▸ 任务要求
1. 请把原文中从“重点:有可能p、q为左右子树上,也有可能p为q的祖先。”到“struct TreeNode *q)”的这一段逐字照抄出来。
2. 按原文的解题思路，这道题采用哪种遍历方式？

▸ 原文
▬▬▬

前言
思路及算法思维,指路 代码随想录。
题目来自 LeetCode。
day 22,难熬的周三~
题目详情
[235] 二叉搜索树的最近公共祖先
题目描述
解题思路
前提:二叉搜索树,且p、q均存在于二叉树上
思路:后序遍历,判断是否同处于某结点的左右子树上,因二叉搜索树有序性,可以判断结点在左子树还是右子树。
重点:有可能p、q为左右子树上,也有可能p为q的祖先。
代码实现
C语言
普通二叉树的最近公共祖先解法
c
/**
* Definition for a binary tree node.
* struct TreeNode {
* int val;
* struct TreeNode *left;
* struct TreeNode *right;
* };
*/
struct TreeNode *traversal(struct TreeNode *root, struct TreeNode *p, struct TreeNode *q)
{
// 判空
if ((root == NULL) || (p == NULL) || (q == NULL))
{
return NULL;
}
// 判断该结点
if ((root == p) || (root == q))
{
return root;
}
// 左子树
struct TreeNode *leftNode = traversal(root->left, p, q);
// 右子树
struct TreeNode *rightNode = traversal(root->right, p, q);
// 判断是否找到最近公共祖先
if ((leftNode != NULL) &&(rightNode != NULL))
{
return root;
}
else if ((leftNode != NULL) &&(rightNode == NULL))
{
return leftNode;
}
else if ((leftNode == NULL) &&(rightNode != NULL))

▬▬▬

▸ 所给材料
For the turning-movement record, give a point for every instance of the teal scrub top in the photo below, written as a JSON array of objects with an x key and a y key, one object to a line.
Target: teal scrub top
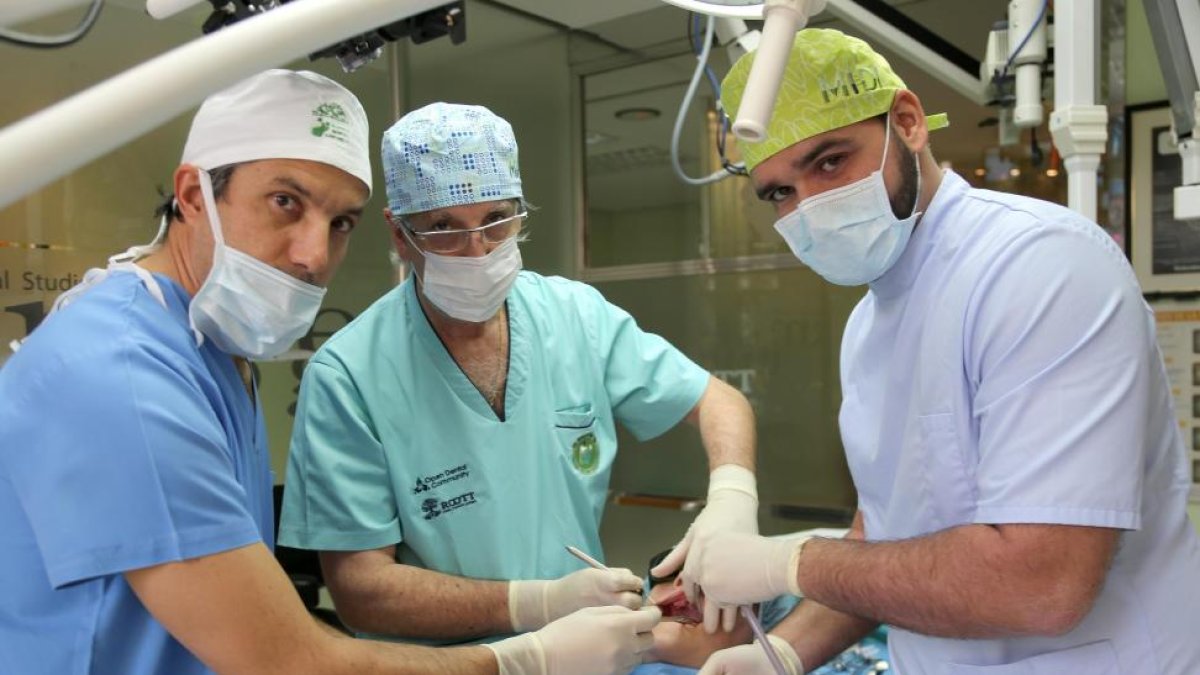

▬▬▬

▸ 预期结果
1.
重点:有可能p、q为左右子树上,也有可能p为q的祖先。
代码实现
C语言
普通二叉树的最近公共祖先解法
c
/**
* Definition for a binary tree node.
* struct TreeNode {
* int val;
* struct TreeNode *left;
* struct TreeNode *right;
* };
*/
struct TreeNode *traversal(struct TreeNode *root, struct TreeNode *p, struct TreeNode *q)

2. 后序遍历。